====== Provided information ======
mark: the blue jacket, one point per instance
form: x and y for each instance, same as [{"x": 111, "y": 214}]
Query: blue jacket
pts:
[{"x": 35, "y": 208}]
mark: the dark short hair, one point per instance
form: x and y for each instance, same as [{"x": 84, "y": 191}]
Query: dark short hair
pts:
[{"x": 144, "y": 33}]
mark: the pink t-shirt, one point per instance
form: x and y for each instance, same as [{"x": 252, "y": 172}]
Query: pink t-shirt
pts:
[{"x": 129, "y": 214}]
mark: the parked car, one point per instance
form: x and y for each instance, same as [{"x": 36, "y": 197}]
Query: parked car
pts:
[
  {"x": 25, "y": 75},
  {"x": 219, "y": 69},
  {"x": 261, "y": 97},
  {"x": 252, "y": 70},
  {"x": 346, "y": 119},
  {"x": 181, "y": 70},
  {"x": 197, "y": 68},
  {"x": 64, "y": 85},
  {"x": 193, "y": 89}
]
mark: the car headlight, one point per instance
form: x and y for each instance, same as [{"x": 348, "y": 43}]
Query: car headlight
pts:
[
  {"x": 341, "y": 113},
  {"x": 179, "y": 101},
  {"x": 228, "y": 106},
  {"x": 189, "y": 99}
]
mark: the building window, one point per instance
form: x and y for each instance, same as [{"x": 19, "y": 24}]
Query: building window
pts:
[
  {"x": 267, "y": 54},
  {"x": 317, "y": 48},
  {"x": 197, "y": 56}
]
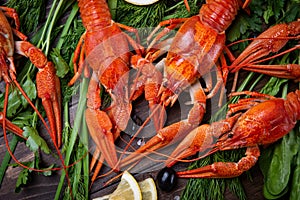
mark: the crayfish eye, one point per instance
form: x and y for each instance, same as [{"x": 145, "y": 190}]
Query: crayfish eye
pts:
[
  {"x": 165, "y": 84},
  {"x": 7, "y": 61},
  {"x": 177, "y": 91}
]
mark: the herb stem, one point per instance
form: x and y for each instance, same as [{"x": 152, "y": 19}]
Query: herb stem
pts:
[
  {"x": 75, "y": 130},
  {"x": 7, "y": 158}
]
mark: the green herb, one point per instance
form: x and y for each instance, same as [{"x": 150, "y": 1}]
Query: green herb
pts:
======
Which lines of the data include the string "same"? Copy each of them.

[Answer to this problem]:
form: x and y for each instance, same as [{"x": 111, "y": 214}]
form: x and y for each instance, same as [{"x": 84, "y": 191}]
form: x and y for each instance, same as [{"x": 252, "y": 172}]
form: x and y for each instance, same as [{"x": 36, "y": 197}]
form: x and y for each instance, same as [{"x": 348, "y": 43}]
form: x and y for each instance, same as [{"x": 19, "y": 24}]
form: x and y for each instance, same as [{"x": 145, "y": 190}]
form: x and y for each instance, same as [{"x": 152, "y": 19}]
form: x and y for each instance, same as [{"x": 150, "y": 1}]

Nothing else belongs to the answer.